> Page text
+ + + + +

That's all I can think of for the moment. What do you think?

06 June 2012

R.I.P. Ray Bradbury

As most of everyone has heard by now, author Ray Bradbury passed away last night in L.A. This is a significant loss to world culture. Of course, some of his most famous works include The Martian Chronicles, and Fahrenheit 451. I think Fahrenheit 451 is one of the most prophetic novels ever written. It's also the most scientific. Bradbury himself said Fahrenheit 451 was his only true science-fiction work; the others were fantasies despite their settings (such as Mars!). There's no question Bradbury liked to tell stories, but also like to make readers think.

As Clifton Fadiman says in one edition of The Martian Chronicles Prefatory Note: "Mr. Bradbury has caught hold of a simple, obvious but overwhelmingly important moral idea... That idea--highlighted as every passing month produces a new terrifying lunacy: sputniks,super-sputniks, projected assaults on the moon, projected manned satellites--is that we are in the grip of a psychosis, a technology-mania, the final consequence of which can only be universal murder and quite conceivably the destruction of our planet." Bradbury's paradigm was very different from those of his science 'fictioneer' peers. Since humanity has not heeded his warnings, let's hope his dire prophesies do not come to pass.

There's a fascinating interview about Bradbury posted at The Paris Review: Ray Bradbury, The Art of Fiction No. 203. Check it out!

Rest in peace, Mr. Bradbury.

05 June 2012

Check it out!

I hope you've already checked out the awesome new issue of Electric Spec. In case there was something you missed, here's a run-down of its excellent-ness. (Yes, editors are allowed to make up words.)

+ + + + +

> Record set
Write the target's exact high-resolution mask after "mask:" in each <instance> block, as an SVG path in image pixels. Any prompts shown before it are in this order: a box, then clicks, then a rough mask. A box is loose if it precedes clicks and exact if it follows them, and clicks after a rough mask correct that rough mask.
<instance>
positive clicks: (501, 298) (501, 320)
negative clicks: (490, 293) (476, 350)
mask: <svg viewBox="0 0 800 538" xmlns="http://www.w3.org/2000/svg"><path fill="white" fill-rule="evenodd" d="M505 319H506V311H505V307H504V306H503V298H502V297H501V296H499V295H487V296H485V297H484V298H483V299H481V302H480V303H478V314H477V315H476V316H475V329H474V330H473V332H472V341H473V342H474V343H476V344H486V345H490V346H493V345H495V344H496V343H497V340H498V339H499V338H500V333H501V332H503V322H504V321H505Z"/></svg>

+ + + + +

> Explore the material
• 1. Could you shorten the paragraph in the Ray Bradbury post that begins "As most of everyone has heard by now" into a brief bulleted list that keeps its main facts?
• 2. How would you carry the blog text about the new Electric Spec issue forward from its final sentence?

> Answers to the exercises
• 1.
- Ray Bradbury died last night in L.A., a significant loss to world culture.
- His best-known works include The Martian Chronicles and Fahrenheit 451.
- The writer considers Fahrenheit 451 one of the most prophetic novels ever written, and the most scientific.
- Bradbury called Fahrenheit 451 his only true science-fiction work. He considered the others fantasies despite settings such as Mars.
- He liked to tell stories but also to make readers think.

• 2.
What's the key to kicking off a great summer? Great speculative fiction stories! And we just happen to have several you are sure to enjoy. Returning Electric Spec author A.L. Sirois brings us a startling look at the future of musical entertainment in "Itinerate Pandemonium." Those who love high fantasy will flock to "They Who Ride Griffons" by K.R. Hager. Also in the fantasy department, we bring you Larry Hodges' "In the Belly of the Beast," which presents a whole new take on dragon hunting. If you're looking for a note of tragedy with your sci-fi, read "Time Debt" by D. Thomas Minton. And, just in time for summer, we have "Deep Deep" by Karen Munro, a summer camp story with a side of slipstream. If any of you are planning a trip to Vegas, you may want to read the cautionary tale included in this month's Editor's Corner "My Kingdom for a Gislestorch". As if all this fiction were not enough to get you going, this issue features an exiting interview with first-class science fiction author Warren Hammond, and our film critic explains how the horror film A Cabin in the Woods relates to world politics.

Thank you very much to all our authors and columnists, our tech support folks, our slush reader and everyone else who helped put this issue together. We appreciate you!

And "Thank You" readers! Without you, we wouldn't exist!